[Data items]
"""

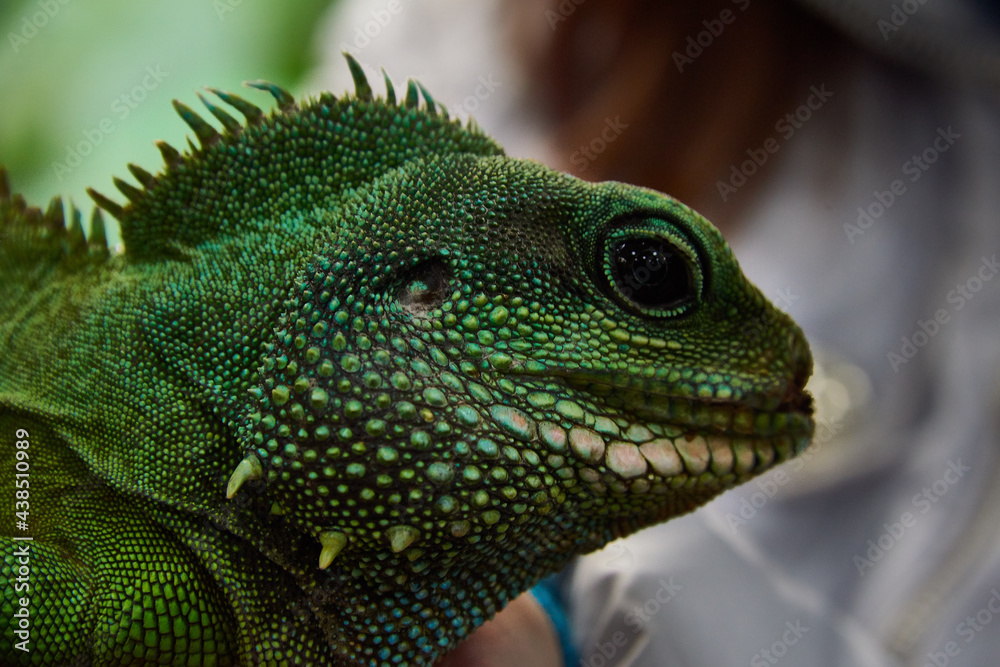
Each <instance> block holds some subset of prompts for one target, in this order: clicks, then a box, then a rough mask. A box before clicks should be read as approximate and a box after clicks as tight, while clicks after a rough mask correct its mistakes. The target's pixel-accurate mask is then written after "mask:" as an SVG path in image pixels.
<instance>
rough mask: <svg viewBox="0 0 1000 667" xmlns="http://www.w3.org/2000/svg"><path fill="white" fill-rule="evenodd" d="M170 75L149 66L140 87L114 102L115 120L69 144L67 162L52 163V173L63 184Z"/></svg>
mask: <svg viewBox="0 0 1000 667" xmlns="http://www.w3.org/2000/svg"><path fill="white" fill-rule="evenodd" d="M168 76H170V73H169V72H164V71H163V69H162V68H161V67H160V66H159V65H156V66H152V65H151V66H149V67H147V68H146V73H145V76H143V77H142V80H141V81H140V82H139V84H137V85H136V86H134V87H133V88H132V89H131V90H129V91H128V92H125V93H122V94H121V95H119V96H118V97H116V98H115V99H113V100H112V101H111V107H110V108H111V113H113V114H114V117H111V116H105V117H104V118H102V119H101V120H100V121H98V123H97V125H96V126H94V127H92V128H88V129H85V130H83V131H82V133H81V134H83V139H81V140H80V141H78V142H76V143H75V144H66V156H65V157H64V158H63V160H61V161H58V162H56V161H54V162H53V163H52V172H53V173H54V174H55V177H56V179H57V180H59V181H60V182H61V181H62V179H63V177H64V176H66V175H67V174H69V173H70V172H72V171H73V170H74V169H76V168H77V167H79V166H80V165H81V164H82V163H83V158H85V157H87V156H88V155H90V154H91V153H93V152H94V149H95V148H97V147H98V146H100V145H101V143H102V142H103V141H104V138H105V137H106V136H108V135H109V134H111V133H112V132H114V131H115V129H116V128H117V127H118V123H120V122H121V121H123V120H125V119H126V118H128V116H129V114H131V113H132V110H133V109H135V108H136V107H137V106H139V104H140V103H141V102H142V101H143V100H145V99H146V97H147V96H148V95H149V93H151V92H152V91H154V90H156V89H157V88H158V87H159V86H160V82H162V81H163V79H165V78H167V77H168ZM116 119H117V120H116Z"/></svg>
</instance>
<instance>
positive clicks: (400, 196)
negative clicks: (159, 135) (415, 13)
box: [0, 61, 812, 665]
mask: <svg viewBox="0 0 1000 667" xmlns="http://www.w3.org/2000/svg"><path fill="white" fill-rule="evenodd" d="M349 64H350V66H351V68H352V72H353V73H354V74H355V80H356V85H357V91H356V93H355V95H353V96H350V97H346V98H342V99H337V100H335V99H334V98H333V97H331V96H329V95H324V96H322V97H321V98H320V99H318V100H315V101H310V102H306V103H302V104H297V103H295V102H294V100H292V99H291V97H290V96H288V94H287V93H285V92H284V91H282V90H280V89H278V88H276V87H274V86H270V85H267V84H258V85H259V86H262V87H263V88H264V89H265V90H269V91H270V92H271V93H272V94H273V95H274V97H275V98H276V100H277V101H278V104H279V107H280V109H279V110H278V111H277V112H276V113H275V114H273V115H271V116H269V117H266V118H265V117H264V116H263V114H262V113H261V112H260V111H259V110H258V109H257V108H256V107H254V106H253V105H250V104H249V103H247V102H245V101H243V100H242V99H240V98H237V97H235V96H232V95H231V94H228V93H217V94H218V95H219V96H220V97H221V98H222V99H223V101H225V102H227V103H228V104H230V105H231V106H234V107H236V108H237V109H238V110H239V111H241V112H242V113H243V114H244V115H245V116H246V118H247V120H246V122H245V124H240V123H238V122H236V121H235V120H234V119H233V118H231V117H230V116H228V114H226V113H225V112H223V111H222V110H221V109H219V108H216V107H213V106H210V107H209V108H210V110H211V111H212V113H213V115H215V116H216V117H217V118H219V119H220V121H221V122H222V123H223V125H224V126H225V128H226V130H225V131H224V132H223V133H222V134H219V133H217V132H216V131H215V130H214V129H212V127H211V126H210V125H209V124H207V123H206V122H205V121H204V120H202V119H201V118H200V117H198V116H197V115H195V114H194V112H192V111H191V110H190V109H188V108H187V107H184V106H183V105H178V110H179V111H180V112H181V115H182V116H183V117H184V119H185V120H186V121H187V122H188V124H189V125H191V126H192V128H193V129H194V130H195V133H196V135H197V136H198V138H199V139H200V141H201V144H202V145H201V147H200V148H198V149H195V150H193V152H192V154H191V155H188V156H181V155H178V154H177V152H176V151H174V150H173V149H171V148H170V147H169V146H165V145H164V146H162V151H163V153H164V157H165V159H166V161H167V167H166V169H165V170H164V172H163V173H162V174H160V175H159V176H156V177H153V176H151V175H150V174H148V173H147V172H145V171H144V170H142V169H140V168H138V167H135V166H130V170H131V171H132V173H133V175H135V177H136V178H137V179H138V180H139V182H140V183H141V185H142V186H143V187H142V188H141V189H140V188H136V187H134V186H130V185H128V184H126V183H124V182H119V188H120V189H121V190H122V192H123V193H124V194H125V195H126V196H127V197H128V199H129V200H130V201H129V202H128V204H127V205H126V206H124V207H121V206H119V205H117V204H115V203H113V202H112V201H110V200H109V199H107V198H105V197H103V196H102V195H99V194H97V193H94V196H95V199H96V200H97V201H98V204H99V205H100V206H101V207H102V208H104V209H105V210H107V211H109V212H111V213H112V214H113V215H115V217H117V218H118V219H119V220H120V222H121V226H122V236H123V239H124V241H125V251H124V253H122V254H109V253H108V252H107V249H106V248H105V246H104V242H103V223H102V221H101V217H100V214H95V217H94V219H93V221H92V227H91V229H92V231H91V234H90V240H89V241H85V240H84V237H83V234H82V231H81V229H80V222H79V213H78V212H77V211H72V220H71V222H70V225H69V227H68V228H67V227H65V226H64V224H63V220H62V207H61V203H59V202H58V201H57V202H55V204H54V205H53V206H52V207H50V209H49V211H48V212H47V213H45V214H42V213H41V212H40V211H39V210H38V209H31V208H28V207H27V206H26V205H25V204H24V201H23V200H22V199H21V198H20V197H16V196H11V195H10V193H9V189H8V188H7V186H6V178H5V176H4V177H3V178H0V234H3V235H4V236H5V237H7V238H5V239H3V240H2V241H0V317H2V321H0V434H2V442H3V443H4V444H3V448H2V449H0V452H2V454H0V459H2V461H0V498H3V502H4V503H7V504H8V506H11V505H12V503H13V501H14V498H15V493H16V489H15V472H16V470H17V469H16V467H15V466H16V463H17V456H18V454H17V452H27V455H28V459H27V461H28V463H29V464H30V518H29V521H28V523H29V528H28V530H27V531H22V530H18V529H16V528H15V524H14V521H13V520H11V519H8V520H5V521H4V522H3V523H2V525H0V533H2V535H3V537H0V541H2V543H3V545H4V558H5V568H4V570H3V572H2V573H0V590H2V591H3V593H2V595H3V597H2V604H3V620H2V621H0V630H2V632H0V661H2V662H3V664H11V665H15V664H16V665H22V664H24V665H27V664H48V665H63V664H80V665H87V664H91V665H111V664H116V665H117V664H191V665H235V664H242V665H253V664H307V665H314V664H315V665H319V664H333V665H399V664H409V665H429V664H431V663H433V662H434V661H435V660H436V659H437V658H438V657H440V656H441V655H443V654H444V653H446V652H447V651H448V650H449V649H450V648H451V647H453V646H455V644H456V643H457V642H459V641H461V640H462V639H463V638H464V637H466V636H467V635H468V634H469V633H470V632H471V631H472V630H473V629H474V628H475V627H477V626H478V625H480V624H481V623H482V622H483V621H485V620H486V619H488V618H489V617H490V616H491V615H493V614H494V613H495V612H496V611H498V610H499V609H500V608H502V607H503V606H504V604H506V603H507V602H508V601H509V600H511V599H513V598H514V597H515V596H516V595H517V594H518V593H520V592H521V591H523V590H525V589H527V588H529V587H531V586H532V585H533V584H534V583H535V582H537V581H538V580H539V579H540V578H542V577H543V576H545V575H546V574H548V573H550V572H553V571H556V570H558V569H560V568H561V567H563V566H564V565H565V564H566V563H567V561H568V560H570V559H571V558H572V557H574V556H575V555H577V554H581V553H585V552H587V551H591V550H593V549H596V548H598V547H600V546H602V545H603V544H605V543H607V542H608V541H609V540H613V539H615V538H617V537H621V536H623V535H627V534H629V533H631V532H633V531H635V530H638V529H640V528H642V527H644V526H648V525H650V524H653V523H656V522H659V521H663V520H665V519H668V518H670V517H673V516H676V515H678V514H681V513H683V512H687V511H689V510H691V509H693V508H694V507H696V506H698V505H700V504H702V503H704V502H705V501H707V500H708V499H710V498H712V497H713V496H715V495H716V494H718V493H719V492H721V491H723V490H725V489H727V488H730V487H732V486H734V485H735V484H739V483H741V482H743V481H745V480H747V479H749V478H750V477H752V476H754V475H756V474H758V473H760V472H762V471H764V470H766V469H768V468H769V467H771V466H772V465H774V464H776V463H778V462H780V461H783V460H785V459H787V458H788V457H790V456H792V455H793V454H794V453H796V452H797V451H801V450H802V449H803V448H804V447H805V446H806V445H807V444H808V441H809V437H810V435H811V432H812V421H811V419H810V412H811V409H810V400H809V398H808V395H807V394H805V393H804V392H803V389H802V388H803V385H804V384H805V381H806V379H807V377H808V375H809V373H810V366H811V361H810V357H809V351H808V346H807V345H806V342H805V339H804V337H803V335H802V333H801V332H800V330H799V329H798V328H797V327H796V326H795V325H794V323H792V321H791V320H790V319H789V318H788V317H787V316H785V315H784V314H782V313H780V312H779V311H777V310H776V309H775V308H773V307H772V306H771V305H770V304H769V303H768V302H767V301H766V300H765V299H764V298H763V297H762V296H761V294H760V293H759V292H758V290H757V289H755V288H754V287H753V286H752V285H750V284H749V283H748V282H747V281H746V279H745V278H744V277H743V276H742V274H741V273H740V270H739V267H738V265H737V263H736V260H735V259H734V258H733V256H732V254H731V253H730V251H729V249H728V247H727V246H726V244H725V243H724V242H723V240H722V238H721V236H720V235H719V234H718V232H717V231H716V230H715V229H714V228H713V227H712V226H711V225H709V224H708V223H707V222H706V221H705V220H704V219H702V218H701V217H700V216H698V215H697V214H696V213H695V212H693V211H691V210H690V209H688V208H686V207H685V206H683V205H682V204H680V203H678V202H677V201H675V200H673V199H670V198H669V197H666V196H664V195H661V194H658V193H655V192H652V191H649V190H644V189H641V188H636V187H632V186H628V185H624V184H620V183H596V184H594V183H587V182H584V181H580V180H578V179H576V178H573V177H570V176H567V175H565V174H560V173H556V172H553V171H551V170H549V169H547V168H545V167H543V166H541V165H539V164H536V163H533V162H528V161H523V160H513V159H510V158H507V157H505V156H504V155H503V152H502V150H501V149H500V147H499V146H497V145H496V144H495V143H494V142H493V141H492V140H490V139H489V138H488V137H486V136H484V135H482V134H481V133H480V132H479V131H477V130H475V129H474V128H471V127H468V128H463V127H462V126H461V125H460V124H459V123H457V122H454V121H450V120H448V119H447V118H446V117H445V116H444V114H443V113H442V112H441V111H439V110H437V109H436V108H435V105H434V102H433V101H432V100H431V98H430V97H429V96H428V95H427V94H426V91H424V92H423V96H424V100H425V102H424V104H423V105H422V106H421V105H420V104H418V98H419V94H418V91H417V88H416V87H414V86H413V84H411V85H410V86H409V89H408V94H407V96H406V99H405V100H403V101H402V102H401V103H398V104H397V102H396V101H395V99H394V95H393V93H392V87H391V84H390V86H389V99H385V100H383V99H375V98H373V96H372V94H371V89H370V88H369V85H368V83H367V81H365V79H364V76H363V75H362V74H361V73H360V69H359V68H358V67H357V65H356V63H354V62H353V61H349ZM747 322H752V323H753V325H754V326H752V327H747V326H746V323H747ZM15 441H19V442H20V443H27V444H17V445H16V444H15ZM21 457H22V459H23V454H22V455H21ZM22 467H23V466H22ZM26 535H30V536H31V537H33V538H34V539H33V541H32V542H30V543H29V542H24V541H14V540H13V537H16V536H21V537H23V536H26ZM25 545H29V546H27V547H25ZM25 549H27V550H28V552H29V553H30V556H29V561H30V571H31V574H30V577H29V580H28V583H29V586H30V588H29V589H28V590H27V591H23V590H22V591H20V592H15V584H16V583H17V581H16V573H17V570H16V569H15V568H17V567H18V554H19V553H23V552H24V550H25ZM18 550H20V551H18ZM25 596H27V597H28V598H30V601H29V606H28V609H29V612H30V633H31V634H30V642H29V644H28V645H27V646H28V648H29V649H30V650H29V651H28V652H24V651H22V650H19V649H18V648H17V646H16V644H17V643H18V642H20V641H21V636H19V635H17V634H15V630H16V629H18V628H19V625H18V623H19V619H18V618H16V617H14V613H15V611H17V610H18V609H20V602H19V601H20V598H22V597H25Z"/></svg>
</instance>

"""

- **What to produce**
Update the records from their start through the line containing "rough mask: <svg", inclusive, so that "tight" becomes "exact" and nothing else changes. Leave the pictures out of your output.

- **The answer**
Each <instance> block holds some subset of prompts for one target, in this order: clicks, then a box, then a rough mask. A box before clicks should be read as approximate and a box after clicks as exact, while clicks after a rough mask correct its mistakes. The target's pixel-accurate mask is then written after "mask:" as an SVG path in image pixels.
<instance>
rough mask: <svg viewBox="0 0 1000 667" xmlns="http://www.w3.org/2000/svg"><path fill="white" fill-rule="evenodd" d="M170 75L149 66L140 87L114 102L115 120L69 144L67 162L52 163V173L63 184Z"/></svg>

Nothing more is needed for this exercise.